* Start Records provided *

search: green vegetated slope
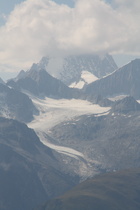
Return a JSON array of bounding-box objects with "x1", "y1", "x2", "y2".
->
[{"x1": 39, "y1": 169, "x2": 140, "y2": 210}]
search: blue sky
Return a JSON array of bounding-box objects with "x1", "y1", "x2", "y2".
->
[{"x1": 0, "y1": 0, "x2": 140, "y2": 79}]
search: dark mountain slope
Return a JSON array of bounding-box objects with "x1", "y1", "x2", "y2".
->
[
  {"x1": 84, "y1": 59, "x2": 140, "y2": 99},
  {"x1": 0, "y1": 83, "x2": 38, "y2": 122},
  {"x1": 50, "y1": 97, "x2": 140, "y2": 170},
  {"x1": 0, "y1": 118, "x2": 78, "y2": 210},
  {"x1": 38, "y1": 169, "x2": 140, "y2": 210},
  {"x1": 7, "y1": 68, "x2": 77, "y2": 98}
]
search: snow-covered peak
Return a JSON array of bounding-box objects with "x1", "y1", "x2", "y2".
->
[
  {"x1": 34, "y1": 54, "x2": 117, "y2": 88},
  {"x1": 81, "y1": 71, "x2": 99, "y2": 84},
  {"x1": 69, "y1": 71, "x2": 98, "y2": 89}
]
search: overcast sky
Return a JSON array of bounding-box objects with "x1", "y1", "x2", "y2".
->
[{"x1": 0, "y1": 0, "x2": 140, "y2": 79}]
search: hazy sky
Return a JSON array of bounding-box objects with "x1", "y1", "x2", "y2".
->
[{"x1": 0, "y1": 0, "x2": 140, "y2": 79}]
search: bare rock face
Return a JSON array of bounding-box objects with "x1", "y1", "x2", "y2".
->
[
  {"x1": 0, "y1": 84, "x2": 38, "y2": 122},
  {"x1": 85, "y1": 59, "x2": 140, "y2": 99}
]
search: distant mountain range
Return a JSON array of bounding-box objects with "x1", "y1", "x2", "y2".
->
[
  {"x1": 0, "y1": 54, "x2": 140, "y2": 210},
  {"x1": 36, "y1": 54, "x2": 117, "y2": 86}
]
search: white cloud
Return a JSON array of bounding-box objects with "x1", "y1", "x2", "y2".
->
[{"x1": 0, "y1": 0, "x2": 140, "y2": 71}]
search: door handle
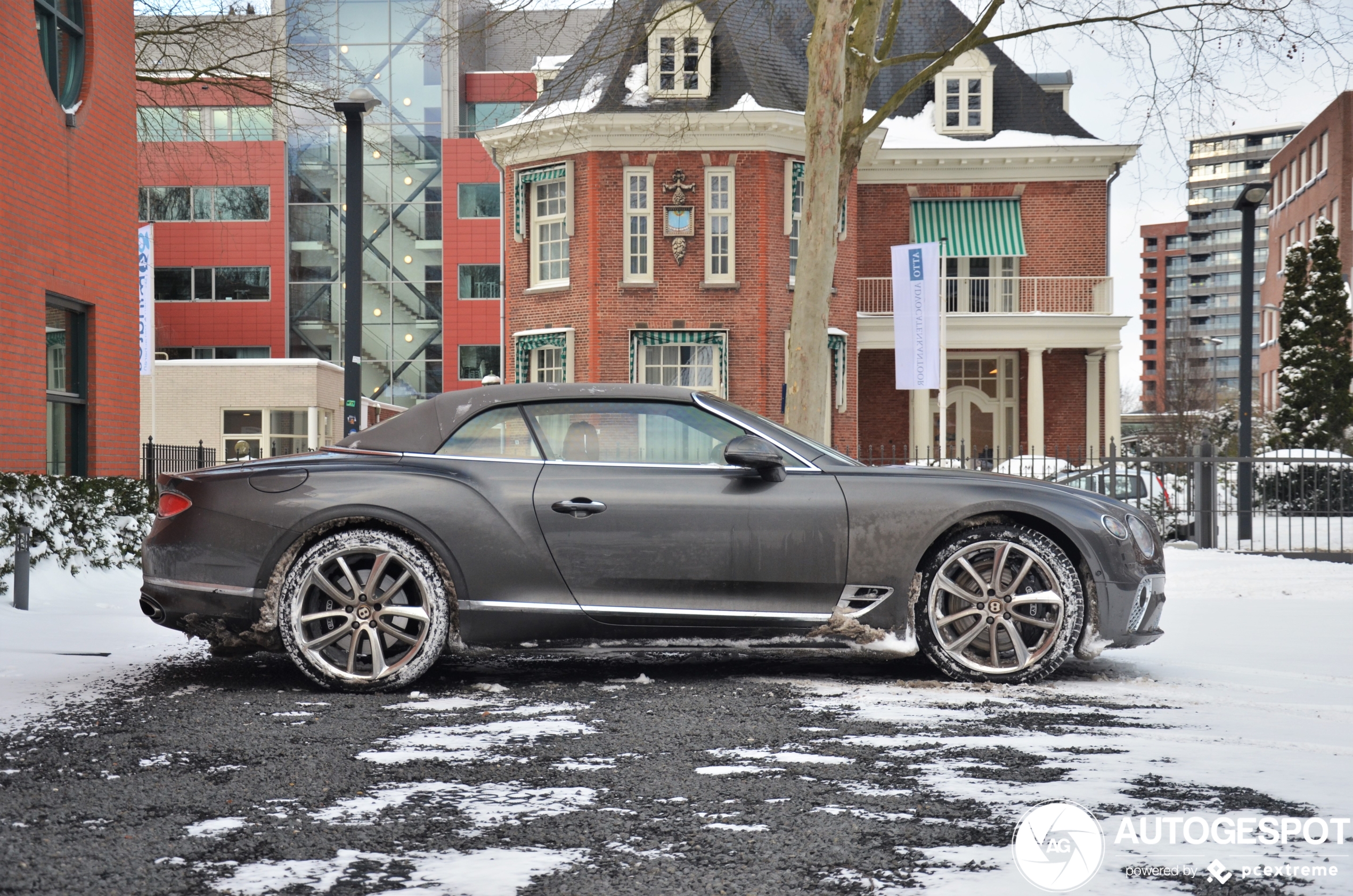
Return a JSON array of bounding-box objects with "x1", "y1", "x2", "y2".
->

* End Records provided *
* Start Records provided *

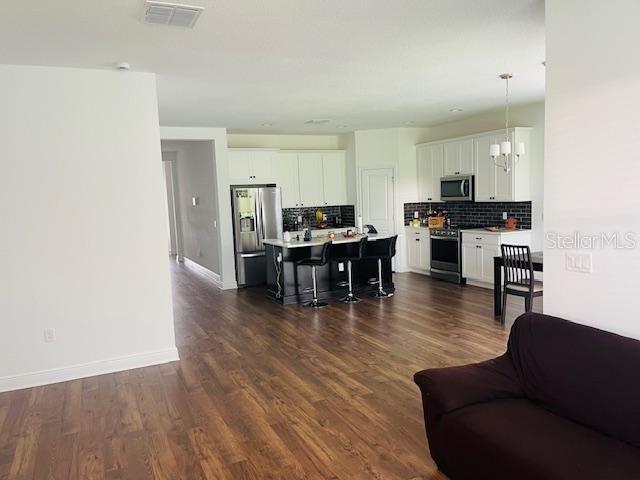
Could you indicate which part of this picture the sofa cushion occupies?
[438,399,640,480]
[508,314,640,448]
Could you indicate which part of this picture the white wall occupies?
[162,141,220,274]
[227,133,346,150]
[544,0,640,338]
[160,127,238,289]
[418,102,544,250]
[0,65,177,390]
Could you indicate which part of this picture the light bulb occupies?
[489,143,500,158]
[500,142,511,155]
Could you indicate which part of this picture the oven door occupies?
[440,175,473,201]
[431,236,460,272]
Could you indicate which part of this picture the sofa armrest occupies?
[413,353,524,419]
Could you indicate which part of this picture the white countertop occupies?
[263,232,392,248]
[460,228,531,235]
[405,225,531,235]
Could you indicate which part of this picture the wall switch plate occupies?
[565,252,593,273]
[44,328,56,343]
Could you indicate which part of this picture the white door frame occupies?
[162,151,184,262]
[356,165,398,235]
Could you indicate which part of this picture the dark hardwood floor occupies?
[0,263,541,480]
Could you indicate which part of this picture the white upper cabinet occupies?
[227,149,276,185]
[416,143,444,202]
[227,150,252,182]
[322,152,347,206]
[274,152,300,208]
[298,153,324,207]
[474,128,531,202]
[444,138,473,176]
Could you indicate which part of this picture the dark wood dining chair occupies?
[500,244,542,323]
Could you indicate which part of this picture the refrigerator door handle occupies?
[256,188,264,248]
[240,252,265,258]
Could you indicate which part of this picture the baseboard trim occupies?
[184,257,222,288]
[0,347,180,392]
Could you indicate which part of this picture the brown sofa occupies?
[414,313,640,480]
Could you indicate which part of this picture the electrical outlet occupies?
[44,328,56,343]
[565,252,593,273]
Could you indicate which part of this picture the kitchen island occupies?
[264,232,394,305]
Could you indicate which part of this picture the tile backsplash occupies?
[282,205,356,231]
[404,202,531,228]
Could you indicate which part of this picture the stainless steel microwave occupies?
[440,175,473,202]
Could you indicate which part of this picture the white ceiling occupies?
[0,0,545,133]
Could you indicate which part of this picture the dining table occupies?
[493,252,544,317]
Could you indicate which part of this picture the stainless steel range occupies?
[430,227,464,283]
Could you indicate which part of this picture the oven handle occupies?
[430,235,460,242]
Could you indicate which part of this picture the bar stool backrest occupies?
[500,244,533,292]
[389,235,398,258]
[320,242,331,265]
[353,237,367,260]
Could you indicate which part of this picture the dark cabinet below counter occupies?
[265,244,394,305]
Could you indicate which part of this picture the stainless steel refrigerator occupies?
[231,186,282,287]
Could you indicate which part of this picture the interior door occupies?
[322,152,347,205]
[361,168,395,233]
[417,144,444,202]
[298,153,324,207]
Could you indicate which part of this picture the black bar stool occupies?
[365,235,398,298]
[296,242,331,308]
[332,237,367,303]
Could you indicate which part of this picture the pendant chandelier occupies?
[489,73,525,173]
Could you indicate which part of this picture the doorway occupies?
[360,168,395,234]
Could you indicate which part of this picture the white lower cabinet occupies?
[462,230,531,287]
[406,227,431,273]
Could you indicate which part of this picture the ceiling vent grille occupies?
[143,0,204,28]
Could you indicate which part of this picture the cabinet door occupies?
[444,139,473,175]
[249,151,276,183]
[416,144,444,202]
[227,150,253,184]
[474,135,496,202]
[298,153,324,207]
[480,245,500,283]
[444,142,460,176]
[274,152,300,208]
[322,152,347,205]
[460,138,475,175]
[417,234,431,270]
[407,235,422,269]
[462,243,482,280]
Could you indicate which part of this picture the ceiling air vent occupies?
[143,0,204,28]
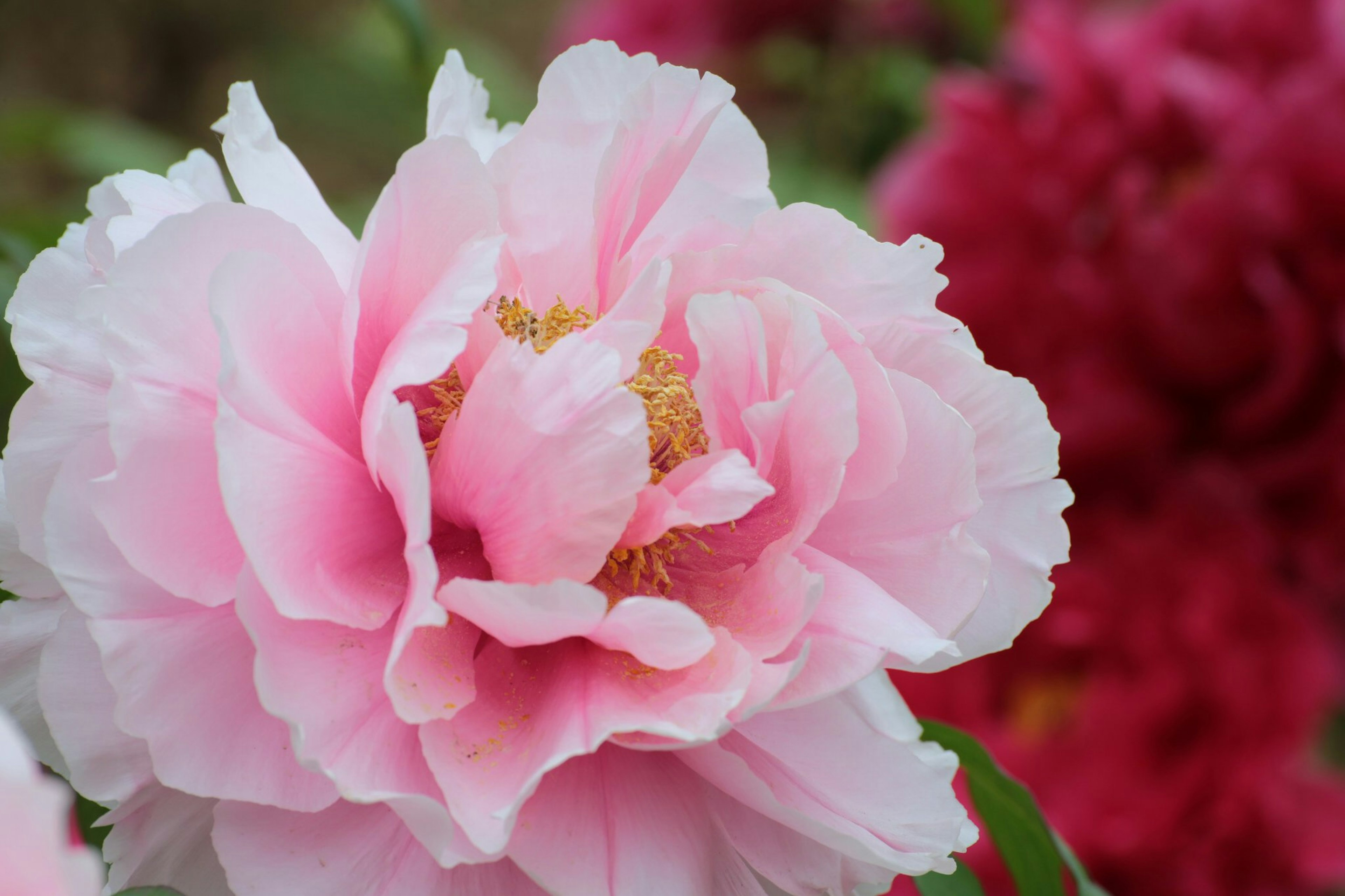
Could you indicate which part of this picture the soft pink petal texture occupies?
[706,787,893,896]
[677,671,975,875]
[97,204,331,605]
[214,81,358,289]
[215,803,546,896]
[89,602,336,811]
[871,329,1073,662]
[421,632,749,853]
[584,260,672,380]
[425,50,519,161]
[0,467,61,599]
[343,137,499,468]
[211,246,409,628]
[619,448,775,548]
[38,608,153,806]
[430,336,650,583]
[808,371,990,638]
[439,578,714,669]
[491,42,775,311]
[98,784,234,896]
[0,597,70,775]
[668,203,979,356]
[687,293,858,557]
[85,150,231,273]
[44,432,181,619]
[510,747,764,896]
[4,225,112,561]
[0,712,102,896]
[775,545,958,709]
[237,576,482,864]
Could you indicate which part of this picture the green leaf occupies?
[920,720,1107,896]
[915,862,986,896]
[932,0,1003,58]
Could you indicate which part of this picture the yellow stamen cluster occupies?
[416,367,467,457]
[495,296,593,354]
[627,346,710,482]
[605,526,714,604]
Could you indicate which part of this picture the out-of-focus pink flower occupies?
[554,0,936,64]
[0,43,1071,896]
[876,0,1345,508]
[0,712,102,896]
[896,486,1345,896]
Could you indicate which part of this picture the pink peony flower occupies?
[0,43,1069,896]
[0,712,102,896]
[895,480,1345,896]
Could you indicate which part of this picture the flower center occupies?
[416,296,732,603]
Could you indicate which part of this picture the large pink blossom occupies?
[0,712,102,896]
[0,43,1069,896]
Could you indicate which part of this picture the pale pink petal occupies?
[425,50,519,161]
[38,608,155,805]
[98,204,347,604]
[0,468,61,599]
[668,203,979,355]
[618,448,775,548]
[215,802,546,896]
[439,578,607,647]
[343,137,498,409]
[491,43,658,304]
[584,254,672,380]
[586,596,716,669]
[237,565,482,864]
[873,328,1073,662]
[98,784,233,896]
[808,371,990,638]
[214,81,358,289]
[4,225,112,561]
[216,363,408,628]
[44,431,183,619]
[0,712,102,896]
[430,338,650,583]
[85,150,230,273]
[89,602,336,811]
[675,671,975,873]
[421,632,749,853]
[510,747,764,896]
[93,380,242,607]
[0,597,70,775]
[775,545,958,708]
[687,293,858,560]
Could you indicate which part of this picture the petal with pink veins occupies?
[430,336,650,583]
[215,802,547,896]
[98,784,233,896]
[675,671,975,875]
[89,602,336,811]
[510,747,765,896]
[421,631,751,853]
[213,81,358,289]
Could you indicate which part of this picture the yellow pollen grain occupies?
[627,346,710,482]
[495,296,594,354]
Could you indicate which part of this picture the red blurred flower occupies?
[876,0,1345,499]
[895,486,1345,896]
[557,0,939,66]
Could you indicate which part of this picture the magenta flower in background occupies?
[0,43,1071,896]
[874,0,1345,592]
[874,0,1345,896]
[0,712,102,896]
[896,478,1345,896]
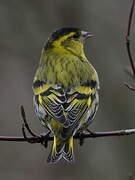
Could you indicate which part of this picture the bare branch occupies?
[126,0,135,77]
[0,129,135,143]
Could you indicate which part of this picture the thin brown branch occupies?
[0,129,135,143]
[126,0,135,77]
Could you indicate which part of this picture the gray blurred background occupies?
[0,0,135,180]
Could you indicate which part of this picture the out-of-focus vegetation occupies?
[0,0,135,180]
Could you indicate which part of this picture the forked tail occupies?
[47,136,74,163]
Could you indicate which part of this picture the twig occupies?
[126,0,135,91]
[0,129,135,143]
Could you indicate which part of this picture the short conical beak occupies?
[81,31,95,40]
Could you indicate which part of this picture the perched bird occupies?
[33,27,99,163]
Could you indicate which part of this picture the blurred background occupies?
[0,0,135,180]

* End Records provided *
* Start Records provided *

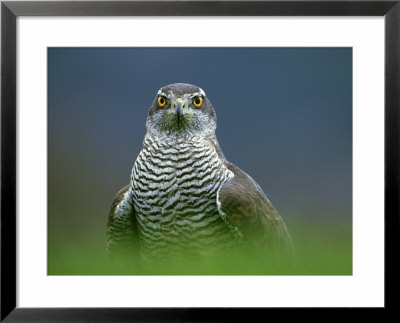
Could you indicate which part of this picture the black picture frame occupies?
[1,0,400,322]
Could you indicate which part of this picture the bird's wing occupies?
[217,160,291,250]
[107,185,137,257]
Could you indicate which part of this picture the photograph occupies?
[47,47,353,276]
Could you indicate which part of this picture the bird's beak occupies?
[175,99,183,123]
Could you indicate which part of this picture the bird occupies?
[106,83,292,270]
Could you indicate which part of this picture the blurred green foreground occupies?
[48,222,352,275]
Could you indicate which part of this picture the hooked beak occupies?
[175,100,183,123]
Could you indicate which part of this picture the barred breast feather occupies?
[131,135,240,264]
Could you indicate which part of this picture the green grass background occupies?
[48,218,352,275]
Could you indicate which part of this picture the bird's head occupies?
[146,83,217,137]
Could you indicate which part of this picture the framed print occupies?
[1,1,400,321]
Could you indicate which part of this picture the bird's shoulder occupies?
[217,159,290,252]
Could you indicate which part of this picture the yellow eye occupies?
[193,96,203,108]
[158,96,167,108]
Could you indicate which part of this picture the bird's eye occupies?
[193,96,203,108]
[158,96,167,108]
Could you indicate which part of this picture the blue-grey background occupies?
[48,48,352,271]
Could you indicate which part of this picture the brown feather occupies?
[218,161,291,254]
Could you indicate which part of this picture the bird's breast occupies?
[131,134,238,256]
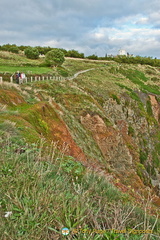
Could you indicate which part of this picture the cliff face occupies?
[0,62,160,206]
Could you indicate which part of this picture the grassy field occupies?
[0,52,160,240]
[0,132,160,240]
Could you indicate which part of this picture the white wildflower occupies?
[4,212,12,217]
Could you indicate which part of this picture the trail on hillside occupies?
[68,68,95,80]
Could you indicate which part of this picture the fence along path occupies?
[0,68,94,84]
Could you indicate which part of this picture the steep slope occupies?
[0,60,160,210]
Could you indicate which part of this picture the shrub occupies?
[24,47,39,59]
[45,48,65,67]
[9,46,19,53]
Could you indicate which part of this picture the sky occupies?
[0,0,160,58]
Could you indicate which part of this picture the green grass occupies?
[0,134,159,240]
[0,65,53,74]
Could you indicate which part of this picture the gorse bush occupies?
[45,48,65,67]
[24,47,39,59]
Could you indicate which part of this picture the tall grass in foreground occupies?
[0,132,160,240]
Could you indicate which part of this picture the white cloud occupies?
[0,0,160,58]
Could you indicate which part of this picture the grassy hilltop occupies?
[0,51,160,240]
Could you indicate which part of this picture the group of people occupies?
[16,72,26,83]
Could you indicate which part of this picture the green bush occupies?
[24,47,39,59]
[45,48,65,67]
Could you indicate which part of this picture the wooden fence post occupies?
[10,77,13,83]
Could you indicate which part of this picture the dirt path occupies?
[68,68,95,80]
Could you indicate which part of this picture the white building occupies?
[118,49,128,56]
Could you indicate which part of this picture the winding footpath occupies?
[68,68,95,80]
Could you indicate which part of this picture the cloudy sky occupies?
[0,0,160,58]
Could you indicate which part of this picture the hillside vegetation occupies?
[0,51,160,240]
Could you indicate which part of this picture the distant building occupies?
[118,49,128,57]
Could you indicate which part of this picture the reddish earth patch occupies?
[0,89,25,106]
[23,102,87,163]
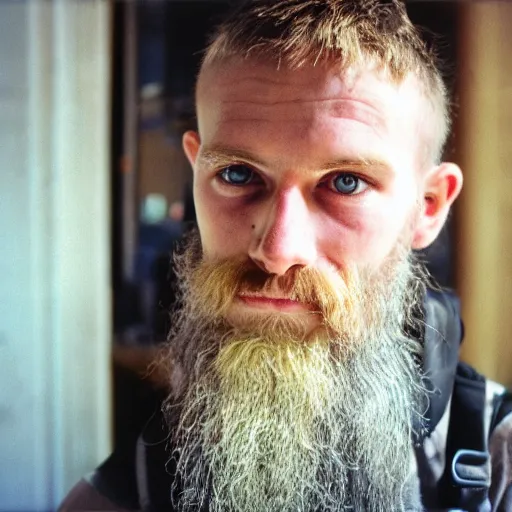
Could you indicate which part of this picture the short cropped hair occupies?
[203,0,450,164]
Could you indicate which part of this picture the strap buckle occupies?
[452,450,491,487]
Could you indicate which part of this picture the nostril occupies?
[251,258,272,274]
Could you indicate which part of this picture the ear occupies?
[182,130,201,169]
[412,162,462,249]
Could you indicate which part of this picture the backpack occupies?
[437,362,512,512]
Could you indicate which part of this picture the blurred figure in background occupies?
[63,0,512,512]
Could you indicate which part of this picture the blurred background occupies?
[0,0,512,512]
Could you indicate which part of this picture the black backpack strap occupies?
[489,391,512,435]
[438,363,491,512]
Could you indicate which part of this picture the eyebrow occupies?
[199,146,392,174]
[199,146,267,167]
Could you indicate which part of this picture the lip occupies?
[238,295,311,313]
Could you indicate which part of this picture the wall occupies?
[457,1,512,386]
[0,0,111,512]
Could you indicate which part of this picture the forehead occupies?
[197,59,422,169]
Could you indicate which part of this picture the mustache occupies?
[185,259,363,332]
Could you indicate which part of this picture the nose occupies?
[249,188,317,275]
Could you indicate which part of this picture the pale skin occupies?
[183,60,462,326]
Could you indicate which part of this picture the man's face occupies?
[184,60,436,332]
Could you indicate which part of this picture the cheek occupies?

* End Records provided *

Exercise goal = Copy the data above word for word, from the line with "Could you indicate which part of this picture the oven handle" up to and including the line with "[231,186,282,287]".

Finished task =
Could you indicate which part of this picture the oven handle occupies?
[430,235,460,242]
Could you indicate which part of this picture the bar stool backrest occupies?
[500,244,533,292]
[389,235,398,258]
[320,242,331,265]
[353,237,367,260]
Could you indicate which part of this picture the dark cabinet below counter occupies?
[265,244,394,305]
Could you indicate which part of this picture the stainless steel refrigerator occupies?
[231,186,282,287]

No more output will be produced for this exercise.